Supplied passage
----

There is also the very real and distinct possibility that the contact, not Litvinenko, was the real target. Maybe both were. At this point it is nearly impossible to analyze who was the real intended target without proper background information on the contact.

Of course a careful and detailed analysis of what occurred differently between contact and victim would give good and vital clues as to how delivery was made, when, and by what actual agent.

…… is also quite correct about motivation being open-ended at this stage of the investigation. Since so little hard information is known at this point it is very difficult to resolve the probability aspects related to possible motives.

However personally I think it was politically arranged and/or motivated by reasons related to espionage and national security. I have studied the case involving the assassinated Russian journalist. She was assassinated not because of her criticism of Putin, in my opinion, but because of her recent gathering of information about how close to collapse Russian efforts are in Chechnya. If Chechnya collapses then the entire South Western frontier could follow suit from the example and Chechnya is the Russian Iraq in many respects, but unlike our Iraq Chechnya sits on the border. Making it far more directly dangerous to Moscow and to the Federation. Think of a hostile Southern and South Western Islamic Frontier, a US allied Afghanistan and Eastern Europe, a US Allied Pakistan and a US friendly India, and China as a wild card and Russia is nearly completely surrounded. That's basis for paranoia even among the hyper-paranoid Russians. You can bet dollars to doughnuts some in the Kremlin, some in the military and some in the Services are at least a bit skittery about the likely near term prospects.

----

Point-per-instance localization data:
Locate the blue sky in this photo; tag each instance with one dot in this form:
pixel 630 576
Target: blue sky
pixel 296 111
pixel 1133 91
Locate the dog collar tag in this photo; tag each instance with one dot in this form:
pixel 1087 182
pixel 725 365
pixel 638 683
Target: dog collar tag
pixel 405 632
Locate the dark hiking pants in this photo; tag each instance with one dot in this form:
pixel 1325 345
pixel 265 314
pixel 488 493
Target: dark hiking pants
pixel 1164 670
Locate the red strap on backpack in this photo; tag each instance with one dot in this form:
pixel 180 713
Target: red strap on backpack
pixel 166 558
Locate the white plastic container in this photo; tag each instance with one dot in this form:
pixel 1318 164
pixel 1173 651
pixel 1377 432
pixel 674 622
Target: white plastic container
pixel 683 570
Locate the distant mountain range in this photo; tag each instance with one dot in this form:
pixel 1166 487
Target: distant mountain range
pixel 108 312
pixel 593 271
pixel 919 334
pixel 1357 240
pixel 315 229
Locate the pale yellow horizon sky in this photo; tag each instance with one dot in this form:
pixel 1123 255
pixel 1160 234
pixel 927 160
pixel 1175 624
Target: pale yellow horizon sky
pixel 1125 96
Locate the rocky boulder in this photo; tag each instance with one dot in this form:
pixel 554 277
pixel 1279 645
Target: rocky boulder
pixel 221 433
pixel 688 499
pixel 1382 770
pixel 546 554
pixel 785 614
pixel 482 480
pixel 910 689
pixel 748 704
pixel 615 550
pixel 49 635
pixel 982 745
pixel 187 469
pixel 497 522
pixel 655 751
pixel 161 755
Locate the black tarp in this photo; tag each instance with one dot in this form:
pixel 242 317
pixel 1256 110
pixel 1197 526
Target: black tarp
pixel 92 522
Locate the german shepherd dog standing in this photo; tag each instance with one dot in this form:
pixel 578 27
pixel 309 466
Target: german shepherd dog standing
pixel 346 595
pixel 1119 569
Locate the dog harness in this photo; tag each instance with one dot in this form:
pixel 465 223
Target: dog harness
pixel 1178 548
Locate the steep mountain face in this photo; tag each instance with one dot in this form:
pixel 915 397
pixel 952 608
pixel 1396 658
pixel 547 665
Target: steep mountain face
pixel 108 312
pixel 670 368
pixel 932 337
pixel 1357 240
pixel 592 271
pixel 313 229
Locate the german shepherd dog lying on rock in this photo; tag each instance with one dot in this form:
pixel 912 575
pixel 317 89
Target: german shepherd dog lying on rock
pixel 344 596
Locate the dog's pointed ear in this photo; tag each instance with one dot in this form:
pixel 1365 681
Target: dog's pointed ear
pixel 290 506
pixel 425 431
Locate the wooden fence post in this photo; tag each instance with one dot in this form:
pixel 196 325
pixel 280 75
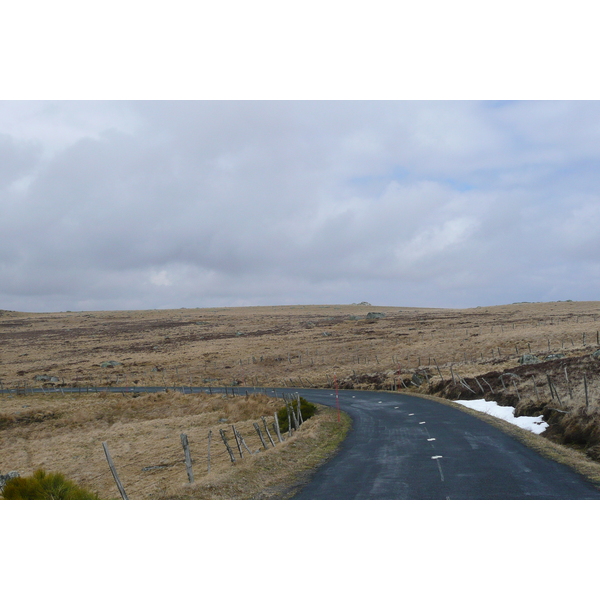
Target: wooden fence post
pixel 227 445
pixel 568 385
pixel 267 430
pixel 535 388
pixel 300 419
pixel 235 433
pixel 114 472
pixel 277 430
pixel 188 457
pixel 239 435
pixel 260 435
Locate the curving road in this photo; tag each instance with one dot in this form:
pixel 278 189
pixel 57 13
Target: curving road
pixel 409 448
pixel 404 447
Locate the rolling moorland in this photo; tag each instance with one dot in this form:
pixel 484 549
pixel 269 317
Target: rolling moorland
pixel 537 357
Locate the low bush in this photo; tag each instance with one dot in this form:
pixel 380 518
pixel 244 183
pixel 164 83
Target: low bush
pixel 307 410
pixel 45 486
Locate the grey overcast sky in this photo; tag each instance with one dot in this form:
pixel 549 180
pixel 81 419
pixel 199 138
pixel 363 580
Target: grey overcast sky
pixel 158 204
pixel 238 175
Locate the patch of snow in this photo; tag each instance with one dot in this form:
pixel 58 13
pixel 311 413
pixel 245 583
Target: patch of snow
pixel 506 413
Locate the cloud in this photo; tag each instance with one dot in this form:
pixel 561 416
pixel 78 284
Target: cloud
pixel 157 204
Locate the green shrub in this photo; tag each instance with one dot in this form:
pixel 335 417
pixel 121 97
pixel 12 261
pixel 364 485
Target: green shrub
pixel 307 410
pixel 45 486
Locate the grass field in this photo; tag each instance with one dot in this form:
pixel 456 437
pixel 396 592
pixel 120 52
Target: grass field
pixel 450 353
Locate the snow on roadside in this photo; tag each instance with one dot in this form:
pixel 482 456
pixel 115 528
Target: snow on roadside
pixel 507 413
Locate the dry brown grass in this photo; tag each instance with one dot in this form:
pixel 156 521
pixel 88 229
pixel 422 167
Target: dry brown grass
pixel 299 345
pixel 66 433
pixel 305 346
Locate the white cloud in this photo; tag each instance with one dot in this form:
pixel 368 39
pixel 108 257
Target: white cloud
pixel 160 278
pixel 263 202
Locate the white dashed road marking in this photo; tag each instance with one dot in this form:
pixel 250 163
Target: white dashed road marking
pixel 437 460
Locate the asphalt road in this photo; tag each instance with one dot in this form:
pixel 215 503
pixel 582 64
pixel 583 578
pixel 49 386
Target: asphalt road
pixel 409 448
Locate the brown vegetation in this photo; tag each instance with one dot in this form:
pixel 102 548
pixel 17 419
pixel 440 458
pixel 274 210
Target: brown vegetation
pixel 143 435
pixel 451 353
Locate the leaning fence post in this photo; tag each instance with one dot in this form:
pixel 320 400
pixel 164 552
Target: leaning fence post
pixel 260 435
pixel 267 430
pixel 227 445
pixel 300 419
pixel 114 472
pixel 239 435
pixel 277 430
pixel 188 458
pixel 236 435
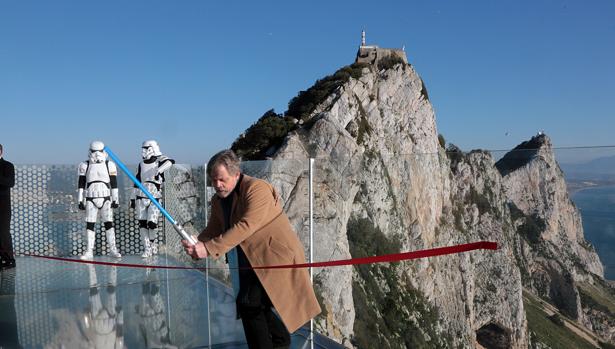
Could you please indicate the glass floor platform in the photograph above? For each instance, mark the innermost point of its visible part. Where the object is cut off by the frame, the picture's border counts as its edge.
(58, 304)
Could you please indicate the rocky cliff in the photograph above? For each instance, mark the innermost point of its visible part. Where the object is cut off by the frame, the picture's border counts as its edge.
(384, 184)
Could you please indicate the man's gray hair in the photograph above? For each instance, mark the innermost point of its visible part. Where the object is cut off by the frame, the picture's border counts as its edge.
(226, 158)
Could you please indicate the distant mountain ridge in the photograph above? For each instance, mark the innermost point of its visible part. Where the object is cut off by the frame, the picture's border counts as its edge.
(384, 183)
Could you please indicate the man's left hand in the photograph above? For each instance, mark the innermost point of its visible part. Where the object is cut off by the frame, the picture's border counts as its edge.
(196, 251)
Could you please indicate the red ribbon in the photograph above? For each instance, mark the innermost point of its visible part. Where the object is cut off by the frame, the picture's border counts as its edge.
(395, 257)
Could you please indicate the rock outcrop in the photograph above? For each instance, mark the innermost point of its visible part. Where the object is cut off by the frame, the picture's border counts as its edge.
(384, 183)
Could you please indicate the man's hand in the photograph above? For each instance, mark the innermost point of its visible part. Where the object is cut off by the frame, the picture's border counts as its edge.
(196, 251)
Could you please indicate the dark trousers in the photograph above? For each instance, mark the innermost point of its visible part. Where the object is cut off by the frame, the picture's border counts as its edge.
(262, 327)
(6, 242)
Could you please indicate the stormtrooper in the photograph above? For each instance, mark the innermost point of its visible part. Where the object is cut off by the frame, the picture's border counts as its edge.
(150, 173)
(98, 193)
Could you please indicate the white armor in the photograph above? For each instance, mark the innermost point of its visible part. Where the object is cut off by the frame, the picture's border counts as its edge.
(103, 322)
(150, 173)
(98, 193)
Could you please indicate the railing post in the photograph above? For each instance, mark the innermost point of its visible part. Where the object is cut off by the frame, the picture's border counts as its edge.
(311, 220)
(206, 211)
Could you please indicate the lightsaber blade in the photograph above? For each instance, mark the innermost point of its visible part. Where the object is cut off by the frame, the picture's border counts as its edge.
(178, 228)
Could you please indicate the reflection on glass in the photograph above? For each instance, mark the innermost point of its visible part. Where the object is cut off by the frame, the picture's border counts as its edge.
(153, 325)
(103, 319)
(9, 337)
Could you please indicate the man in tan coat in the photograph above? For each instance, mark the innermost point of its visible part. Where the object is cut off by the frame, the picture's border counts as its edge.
(248, 223)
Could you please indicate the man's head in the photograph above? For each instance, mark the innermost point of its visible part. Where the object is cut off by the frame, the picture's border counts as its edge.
(223, 171)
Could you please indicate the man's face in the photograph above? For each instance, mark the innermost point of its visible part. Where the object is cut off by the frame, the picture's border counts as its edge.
(222, 181)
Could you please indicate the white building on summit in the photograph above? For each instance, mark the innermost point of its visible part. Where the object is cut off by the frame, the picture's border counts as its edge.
(372, 54)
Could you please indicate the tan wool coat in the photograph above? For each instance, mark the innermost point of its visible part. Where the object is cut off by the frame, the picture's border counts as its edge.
(262, 229)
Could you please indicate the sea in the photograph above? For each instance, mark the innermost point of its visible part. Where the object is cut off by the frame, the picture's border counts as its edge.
(597, 207)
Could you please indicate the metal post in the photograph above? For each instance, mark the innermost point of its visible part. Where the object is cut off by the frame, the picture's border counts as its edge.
(206, 209)
(311, 204)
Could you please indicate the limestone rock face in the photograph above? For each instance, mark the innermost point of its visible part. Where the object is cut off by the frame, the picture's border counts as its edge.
(379, 170)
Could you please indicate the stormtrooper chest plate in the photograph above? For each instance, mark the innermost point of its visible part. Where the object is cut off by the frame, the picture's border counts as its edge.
(98, 181)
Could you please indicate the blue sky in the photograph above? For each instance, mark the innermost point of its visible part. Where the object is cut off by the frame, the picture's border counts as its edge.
(195, 74)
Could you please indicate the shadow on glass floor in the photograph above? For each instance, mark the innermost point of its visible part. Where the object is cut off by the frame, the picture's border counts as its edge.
(58, 304)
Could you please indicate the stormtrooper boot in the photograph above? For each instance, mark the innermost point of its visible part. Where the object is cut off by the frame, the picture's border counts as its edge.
(113, 252)
(89, 251)
(146, 244)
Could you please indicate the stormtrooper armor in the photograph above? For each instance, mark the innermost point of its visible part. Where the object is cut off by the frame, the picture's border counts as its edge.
(150, 173)
(98, 194)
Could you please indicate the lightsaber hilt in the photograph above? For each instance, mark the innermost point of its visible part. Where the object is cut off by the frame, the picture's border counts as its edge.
(178, 228)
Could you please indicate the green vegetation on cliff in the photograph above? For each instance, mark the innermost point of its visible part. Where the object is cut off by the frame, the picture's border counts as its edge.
(389, 312)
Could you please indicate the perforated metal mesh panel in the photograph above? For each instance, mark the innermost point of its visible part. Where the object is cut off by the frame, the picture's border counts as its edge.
(47, 221)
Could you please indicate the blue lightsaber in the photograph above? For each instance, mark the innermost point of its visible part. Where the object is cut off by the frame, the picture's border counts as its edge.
(178, 228)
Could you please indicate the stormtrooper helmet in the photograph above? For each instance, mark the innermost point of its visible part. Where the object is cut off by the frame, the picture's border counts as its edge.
(97, 152)
(150, 148)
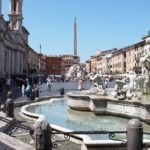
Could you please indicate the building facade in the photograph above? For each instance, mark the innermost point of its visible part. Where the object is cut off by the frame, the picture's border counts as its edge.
(53, 65)
(33, 62)
(13, 42)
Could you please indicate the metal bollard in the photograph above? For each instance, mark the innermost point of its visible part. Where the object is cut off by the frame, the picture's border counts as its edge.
(9, 106)
(43, 137)
(134, 135)
(36, 93)
(62, 91)
(33, 94)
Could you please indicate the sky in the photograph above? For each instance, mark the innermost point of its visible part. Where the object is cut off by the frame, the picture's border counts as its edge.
(101, 24)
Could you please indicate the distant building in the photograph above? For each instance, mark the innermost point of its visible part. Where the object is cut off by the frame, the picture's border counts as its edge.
(13, 42)
(33, 62)
(53, 65)
(68, 61)
(118, 61)
(88, 66)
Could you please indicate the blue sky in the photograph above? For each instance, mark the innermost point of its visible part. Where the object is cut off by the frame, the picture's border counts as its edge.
(101, 24)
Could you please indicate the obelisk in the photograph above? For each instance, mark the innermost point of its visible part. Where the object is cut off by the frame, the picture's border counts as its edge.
(75, 36)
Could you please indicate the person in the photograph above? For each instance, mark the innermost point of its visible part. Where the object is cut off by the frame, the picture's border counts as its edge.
(81, 82)
(62, 91)
(49, 83)
(28, 91)
(8, 84)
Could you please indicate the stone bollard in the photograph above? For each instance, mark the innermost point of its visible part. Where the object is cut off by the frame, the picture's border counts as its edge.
(134, 135)
(33, 94)
(9, 106)
(36, 93)
(43, 137)
(62, 91)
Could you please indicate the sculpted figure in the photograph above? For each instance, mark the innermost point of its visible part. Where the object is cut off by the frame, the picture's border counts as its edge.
(98, 87)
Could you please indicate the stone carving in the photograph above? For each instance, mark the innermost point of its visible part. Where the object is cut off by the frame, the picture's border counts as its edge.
(126, 89)
(76, 72)
(98, 87)
(145, 60)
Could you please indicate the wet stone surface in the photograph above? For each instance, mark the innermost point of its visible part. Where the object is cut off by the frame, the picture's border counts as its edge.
(24, 135)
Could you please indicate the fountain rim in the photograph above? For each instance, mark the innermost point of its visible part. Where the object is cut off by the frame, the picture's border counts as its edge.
(80, 139)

----

Your objective
In the passage on the Litvinenko case, what reason does the writer give for the assassination of the Russian journalist?

Written response
Her recent gathering of information about how close to collapse Russian efforts are in Chechnya.